* **What to produce**:
Beginning with the line where "Annotation task — locate each instance of the truck windshield" appears, repeat every remaining line of the entries exactly, the last line included.

= = = = = = =

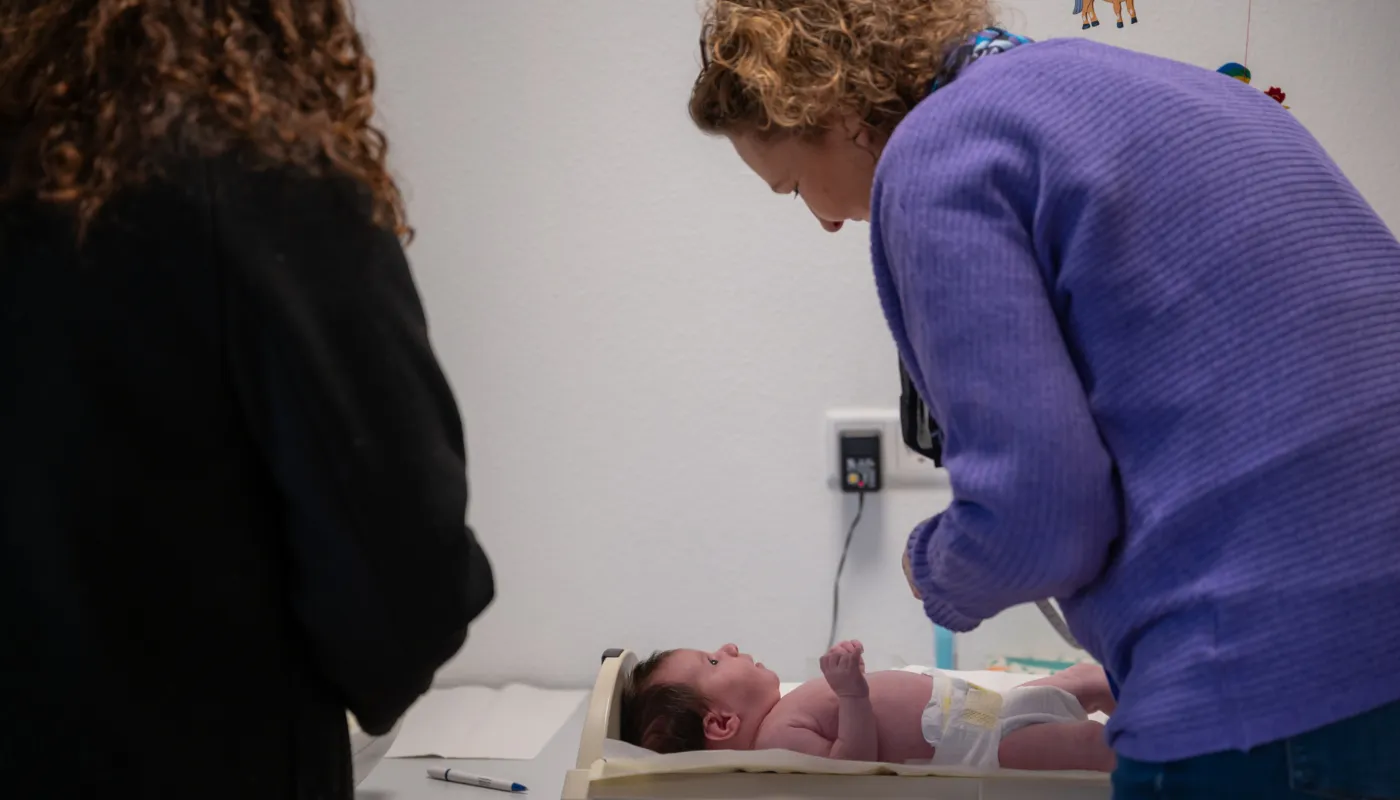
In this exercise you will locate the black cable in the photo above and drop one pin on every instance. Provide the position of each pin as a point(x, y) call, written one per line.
point(840, 568)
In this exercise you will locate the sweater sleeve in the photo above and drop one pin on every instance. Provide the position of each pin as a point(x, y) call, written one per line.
point(329, 353)
point(1035, 506)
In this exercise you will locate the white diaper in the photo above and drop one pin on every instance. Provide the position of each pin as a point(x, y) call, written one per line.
point(965, 722)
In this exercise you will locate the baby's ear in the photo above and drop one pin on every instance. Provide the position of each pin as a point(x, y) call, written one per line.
point(720, 726)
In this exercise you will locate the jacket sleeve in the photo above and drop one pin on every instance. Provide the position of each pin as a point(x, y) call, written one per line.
point(1035, 507)
point(329, 353)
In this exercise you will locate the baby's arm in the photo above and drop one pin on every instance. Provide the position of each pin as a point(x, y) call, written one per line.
point(857, 733)
point(1057, 746)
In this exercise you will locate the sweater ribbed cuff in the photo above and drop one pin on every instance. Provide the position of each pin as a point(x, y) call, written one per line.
point(935, 607)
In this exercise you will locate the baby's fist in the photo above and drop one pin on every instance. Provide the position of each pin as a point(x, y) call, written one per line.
point(844, 670)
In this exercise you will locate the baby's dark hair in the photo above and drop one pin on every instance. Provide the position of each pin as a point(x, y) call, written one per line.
point(662, 718)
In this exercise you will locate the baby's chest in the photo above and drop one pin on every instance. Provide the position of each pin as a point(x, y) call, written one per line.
point(812, 711)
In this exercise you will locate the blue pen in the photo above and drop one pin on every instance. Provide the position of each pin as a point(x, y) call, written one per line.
point(468, 779)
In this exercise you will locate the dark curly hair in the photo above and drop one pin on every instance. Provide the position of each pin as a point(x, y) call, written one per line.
point(97, 95)
point(662, 718)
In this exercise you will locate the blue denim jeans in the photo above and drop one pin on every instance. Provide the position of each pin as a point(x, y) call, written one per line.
point(1354, 758)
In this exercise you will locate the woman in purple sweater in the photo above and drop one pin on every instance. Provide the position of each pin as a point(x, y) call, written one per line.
point(1158, 332)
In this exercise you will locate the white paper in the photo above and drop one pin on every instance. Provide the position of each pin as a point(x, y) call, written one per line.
point(476, 722)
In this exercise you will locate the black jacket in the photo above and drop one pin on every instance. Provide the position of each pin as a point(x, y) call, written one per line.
point(233, 492)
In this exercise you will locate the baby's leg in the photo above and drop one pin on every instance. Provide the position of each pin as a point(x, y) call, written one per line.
point(1057, 746)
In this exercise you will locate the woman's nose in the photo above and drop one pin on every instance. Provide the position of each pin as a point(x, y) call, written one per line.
point(830, 227)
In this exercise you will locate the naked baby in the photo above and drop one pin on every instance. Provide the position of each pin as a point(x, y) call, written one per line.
point(693, 699)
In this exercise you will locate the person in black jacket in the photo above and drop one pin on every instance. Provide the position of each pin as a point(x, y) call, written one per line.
point(233, 481)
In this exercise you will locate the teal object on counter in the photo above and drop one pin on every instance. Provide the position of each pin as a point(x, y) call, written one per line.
point(942, 647)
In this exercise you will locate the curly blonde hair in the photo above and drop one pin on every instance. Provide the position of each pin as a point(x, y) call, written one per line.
point(97, 95)
point(795, 66)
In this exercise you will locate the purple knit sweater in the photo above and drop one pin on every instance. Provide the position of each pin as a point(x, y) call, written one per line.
point(1161, 332)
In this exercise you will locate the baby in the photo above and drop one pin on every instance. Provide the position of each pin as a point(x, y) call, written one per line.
point(690, 699)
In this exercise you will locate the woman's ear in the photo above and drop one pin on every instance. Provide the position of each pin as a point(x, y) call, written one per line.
point(720, 726)
point(860, 133)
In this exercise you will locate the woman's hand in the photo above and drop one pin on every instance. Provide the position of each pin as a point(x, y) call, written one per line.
point(909, 576)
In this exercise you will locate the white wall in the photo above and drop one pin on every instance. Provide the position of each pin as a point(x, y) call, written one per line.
point(644, 341)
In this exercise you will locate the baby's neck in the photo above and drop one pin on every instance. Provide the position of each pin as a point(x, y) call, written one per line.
point(749, 727)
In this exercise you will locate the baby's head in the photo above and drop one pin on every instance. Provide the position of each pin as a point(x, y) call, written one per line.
point(692, 699)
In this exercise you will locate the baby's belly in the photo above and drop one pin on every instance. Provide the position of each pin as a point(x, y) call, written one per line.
point(899, 699)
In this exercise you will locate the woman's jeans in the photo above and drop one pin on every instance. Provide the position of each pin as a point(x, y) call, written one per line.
point(1354, 758)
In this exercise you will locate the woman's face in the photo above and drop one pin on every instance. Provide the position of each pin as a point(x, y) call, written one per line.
point(832, 174)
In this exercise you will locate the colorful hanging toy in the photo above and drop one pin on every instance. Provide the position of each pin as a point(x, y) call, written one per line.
point(1242, 74)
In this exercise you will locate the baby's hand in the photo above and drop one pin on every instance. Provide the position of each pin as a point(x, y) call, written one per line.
point(844, 670)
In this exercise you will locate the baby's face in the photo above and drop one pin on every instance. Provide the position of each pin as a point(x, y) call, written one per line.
point(724, 677)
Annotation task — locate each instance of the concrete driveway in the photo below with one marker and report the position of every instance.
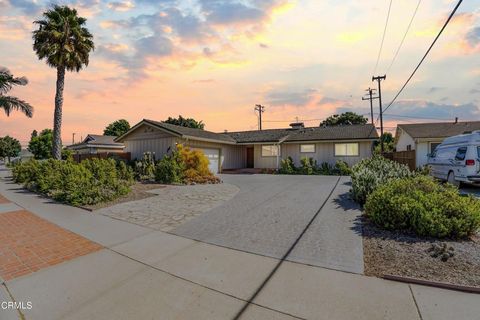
(271, 211)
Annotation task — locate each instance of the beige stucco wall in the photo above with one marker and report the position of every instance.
(324, 152)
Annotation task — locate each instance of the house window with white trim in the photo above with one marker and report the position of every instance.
(346, 150)
(270, 151)
(307, 148)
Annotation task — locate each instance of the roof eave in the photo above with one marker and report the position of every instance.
(188, 137)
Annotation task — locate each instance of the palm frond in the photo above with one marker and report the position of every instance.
(7, 80)
(62, 39)
(8, 104)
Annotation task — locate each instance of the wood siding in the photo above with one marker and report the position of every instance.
(231, 156)
(325, 152)
(148, 139)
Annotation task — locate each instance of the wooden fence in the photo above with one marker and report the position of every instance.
(102, 155)
(405, 157)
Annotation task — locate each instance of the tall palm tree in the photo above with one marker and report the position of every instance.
(64, 41)
(8, 103)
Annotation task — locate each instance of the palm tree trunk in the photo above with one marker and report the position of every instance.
(57, 117)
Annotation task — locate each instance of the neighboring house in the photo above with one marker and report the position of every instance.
(94, 144)
(425, 137)
(254, 149)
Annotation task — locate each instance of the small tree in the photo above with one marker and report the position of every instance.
(346, 118)
(186, 122)
(41, 145)
(9, 147)
(117, 128)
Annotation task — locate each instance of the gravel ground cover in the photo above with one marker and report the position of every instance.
(396, 253)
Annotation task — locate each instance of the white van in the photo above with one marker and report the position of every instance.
(457, 159)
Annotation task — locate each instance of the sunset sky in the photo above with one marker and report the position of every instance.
(213, 60)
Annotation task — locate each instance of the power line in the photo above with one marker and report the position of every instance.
(383, 38)
(404, 36)
(304, 120)
(425, 55)
(413, 117)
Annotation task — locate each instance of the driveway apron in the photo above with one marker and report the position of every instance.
(269, 213)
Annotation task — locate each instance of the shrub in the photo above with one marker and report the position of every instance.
(421, 205)
(89, 182)
(195, 165)
(287, 166)
(307, 166)
(145, 168)
(370, 173)
(169, 169)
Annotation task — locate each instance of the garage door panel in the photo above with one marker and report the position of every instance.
(213, 156)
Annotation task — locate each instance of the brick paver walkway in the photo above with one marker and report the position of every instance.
(3, 199)
(29, 243)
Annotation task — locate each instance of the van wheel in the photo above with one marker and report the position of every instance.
(451, 179)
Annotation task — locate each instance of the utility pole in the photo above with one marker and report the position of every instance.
(370, 97)
(260, 109)
(379, 79)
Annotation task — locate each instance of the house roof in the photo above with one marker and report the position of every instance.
(350, 132)
(191, 132)
(346, 132)
(269, 135)
(97, 140)
(439, 129)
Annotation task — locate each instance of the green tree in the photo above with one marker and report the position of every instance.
(9, 103)
(9, 147)
(41, 145)
(346, 118)
(117, 128)
(186, 122)
(65, 43)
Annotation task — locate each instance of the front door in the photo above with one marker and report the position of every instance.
(249, 157)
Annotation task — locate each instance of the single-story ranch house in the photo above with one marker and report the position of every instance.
(425, 137)
(254, 149)
(95, 143)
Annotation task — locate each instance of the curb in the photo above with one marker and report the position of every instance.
(441, 285)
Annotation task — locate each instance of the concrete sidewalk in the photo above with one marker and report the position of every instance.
(145, 274)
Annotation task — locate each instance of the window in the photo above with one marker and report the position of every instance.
(346, 149)
(461, 152)
(307, 148)
(433, 146)
(270, 151)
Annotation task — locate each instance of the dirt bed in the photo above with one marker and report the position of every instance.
(396, 253)
(139, 192)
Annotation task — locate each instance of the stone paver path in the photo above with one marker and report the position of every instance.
(173, 206)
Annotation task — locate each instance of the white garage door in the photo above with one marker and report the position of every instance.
(213, 156)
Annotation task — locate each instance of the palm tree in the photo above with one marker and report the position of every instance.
(8, 103)
(65, 43)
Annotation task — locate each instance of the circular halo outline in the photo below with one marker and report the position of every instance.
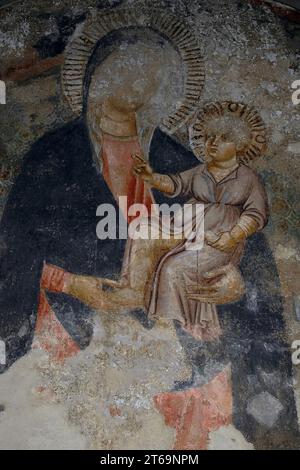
(99, 24)
(258, 134)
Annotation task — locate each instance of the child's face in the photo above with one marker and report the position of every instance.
(220, 148)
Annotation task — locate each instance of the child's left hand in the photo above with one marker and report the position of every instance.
(224, 243)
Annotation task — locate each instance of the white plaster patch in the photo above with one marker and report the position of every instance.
(228, 438)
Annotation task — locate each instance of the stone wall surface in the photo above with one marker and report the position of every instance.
(252, 54)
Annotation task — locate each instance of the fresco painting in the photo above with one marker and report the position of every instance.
(182, 340)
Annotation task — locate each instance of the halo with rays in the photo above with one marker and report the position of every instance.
(236, 113)
(99, 24)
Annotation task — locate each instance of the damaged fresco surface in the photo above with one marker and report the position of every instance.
(103, 345)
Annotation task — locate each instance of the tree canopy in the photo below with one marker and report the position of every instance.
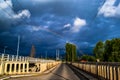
(108, 51)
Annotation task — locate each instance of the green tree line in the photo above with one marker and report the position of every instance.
(108, 51)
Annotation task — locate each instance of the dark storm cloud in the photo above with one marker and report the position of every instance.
(52, 23)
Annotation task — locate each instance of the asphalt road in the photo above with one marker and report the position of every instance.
(61, 72)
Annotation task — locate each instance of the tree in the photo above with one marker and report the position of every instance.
(99, 50)
(108, 51)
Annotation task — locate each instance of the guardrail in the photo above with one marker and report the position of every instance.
(101, 70)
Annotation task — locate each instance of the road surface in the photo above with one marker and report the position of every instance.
(61, 72)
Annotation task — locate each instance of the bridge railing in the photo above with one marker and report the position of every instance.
(8, 57)
(101, 70)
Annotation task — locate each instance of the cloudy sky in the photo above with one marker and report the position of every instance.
(49, 24)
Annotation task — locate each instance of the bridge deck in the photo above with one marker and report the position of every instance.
(61, 72)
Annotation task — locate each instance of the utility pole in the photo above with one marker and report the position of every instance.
(46, 54)
(5, 49)
(18, 46)
(57, 54)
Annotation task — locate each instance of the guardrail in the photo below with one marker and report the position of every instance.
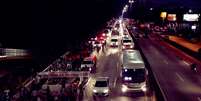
(160, 96)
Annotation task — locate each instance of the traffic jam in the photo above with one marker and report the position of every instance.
(67, 77)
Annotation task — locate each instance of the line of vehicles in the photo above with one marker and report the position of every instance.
(133, 70)
(57, 78)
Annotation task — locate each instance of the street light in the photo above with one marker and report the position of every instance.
(190, 11)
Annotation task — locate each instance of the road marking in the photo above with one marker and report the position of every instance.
(115, 82)
(165, 61)
(199, 99)
(179, 76)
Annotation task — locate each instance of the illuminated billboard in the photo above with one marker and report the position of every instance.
(171, 17)
(191, 17)
(163, 15)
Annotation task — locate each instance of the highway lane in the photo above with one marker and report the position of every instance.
(175, 78)
(109, 65)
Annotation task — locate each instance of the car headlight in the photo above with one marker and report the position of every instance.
(106, 91)
(124, 47)
(144, 88)
(94, 91)
(124, 88)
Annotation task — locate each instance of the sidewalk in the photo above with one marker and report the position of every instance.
(195, 47)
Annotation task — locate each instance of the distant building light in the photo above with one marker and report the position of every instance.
(190, 11)
(163, 15)
(193, 27)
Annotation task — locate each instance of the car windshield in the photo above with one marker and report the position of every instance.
(126, 41)
(101, 84)
(87, 62)
(138, 75)
(114, 40)
(97, 42)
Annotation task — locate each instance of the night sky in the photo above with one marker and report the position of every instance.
(55, 25)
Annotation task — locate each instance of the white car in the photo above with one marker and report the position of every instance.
(101, 86)
(114, 42)
(88, 64)
(127, 43)
(97, 44)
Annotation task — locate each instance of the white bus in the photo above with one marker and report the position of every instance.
(133, 73)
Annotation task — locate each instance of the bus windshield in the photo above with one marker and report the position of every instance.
(137, 75)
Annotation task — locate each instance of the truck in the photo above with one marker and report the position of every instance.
(133, 72)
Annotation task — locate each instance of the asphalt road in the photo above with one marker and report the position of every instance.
(109, 65)
(174, 76)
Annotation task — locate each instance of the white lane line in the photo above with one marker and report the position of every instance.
(186, 63)
(179, 76)
(199, 99)
(115, 82)
(88, 81)
(165, 61)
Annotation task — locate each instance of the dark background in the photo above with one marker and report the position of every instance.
(48, 28)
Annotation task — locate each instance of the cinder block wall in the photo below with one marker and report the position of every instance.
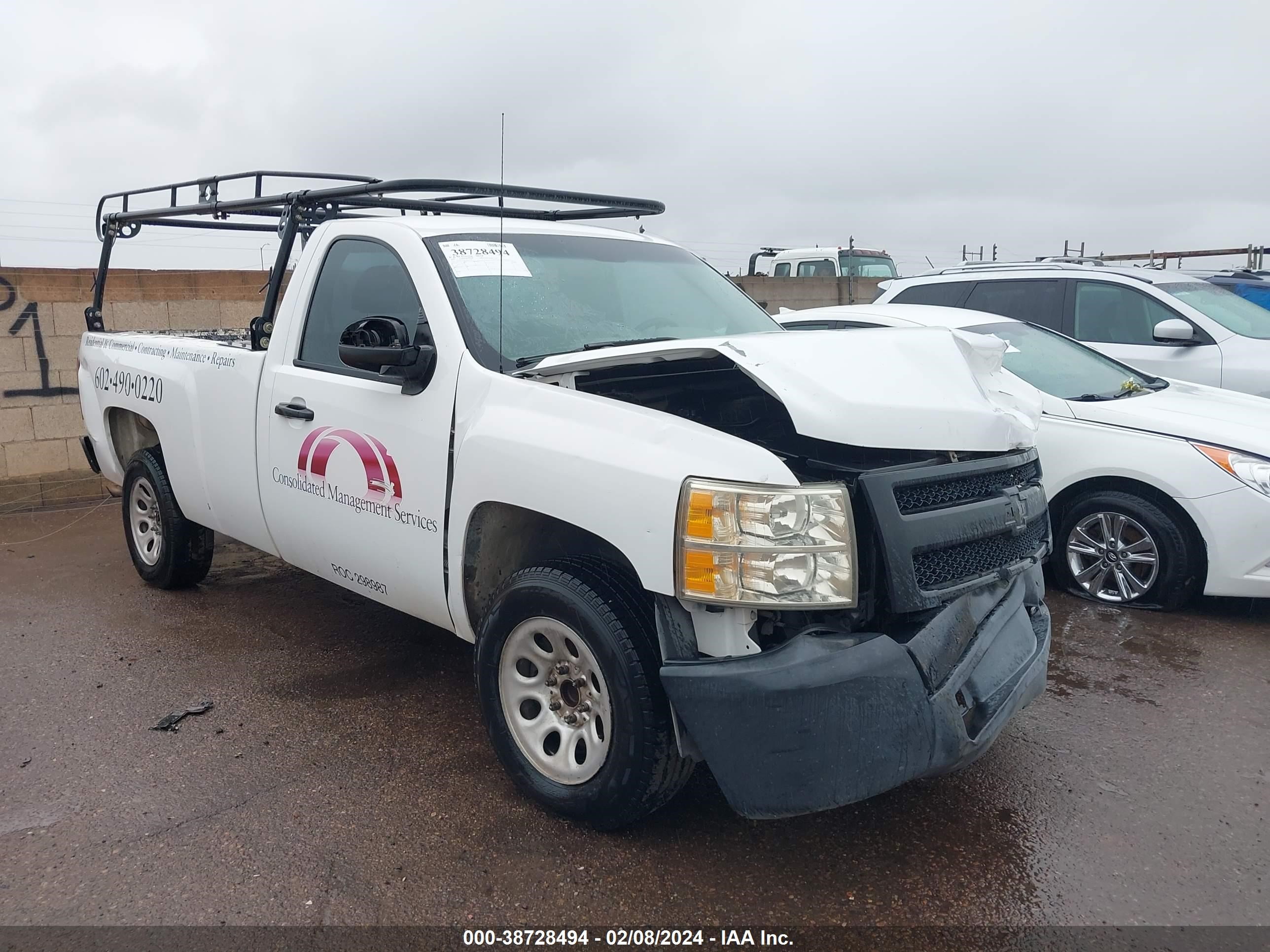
(41, 323)
(799, 294)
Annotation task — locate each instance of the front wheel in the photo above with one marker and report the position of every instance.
(168, 550)
(1121, 549)
(568, 678)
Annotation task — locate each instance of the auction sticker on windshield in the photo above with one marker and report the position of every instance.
(475, 259)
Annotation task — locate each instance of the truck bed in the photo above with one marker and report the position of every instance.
(199, 393)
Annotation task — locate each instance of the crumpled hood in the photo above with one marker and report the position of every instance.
(1192, 411)
(910, 389)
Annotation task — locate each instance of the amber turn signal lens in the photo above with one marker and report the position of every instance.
(700, 522)
(1222, 457)
(699, 572)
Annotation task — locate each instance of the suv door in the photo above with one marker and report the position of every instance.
(1119, 320)
(356, 492)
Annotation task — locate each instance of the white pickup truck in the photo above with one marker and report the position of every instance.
(675, 531)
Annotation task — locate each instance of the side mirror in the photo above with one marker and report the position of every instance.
(376, 344)
(1174, 332)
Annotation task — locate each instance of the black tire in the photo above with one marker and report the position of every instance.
(1180, 559)
(615, 618)
(184, 547)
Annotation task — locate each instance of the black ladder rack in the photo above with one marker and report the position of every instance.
(301, 210)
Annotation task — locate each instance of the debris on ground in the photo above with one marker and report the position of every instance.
(172, 723)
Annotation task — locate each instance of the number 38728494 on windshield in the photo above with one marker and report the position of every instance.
(142, 386)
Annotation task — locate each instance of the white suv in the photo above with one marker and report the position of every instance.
(1165, 323)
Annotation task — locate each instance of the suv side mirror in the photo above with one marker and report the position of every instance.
(383, 345)
(1174, 332)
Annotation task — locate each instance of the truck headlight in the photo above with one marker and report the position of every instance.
(744, 544)
(1253, 470)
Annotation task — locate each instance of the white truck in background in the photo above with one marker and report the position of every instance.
(826, 263)
(673, 530)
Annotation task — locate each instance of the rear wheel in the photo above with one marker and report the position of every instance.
(168, 550)
(1121, 549)
(568, 677)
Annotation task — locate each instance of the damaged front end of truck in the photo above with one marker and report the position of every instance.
(910, 664)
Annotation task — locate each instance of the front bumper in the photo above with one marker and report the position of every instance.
(823, 721)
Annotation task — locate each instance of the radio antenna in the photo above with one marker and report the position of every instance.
(502, 149)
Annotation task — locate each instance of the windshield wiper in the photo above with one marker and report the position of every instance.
(599, 344)
(592, 345)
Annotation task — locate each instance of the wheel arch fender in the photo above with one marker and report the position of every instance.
(1066, 498)
(501, 540)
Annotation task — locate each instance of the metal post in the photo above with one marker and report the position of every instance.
(93, 315)
(851, 287)
(263, 327)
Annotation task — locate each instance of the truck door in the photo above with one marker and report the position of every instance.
(353, 475)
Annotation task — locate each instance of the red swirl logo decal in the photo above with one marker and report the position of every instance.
(382, 473)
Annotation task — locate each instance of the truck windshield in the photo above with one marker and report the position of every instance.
(563, 292)
(867, 266)
(1062, 367)
(1226, 307)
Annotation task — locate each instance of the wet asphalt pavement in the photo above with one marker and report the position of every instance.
(343, 776)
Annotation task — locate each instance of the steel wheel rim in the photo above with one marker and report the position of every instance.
(145, 521)
(549, 672)
(1113, 558)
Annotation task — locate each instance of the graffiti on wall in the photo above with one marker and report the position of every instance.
(31, 315)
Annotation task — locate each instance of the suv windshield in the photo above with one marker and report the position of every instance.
(1062, 367)
(867, 266)
(1226, 307)
(564, 292)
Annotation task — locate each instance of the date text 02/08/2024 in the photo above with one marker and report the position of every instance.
(647, 938)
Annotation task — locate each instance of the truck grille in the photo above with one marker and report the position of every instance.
(942, 568)
(916, 498)
(945, 530)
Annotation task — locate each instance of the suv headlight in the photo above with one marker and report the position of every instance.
(1253, 470)
(741, 544)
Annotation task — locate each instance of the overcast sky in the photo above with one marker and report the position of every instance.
(914, 126)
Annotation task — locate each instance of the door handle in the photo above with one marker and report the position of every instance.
(295, 411)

= = = = = = =

* **Task answer**:
Annotation task — locate each instance of the truck windshield in the photo above with one marker and report the position of every instance.
(563, 292)
(867, 266)
(1062, 367)
(1226, 307)
Annotation task — locate each instance of the wet asphalt pavement in the photo above with one marker and report the position of every instance.
(343, 776)
Annotation task — locate each instance of the steel wheel rim in the photo above with one marker and report the position of every instance.
(145, 521)
(549, 672)
(1113, 558)
Annotation task — locate each instance of the graffiti on wall in the photo above with one marker and report the position of every instance.
(31, 315)
Annotation task — locate each instance of the suv windshield in the photo above with one marker and report the position of every instance.
(1062, 367)
(867, 266)
(1226, 307)
(564, 292)
Annotation task — locate each instance of the date text 02/08/2024 in the photo above with one marker and report the position of every instance.
(647, 938)
Annotation task — locate each instance of the truck grille in the photo above with one marker and report the position of every instance.
(942, 568)
(916, 498)
(945, 530)
Annotation task — locate each instance of the suv headlight in the photo above with one marker and report the position of every instance.
(1253, 470)
(741, 544)
Annotation task — locate each instance of the overcast sky in the photo above with one marker and report the position of every instance.
(914, 126)
Annotation task — locate each instance of the door handle in the photo above with one marker and report the position of every instance.
(295, 411)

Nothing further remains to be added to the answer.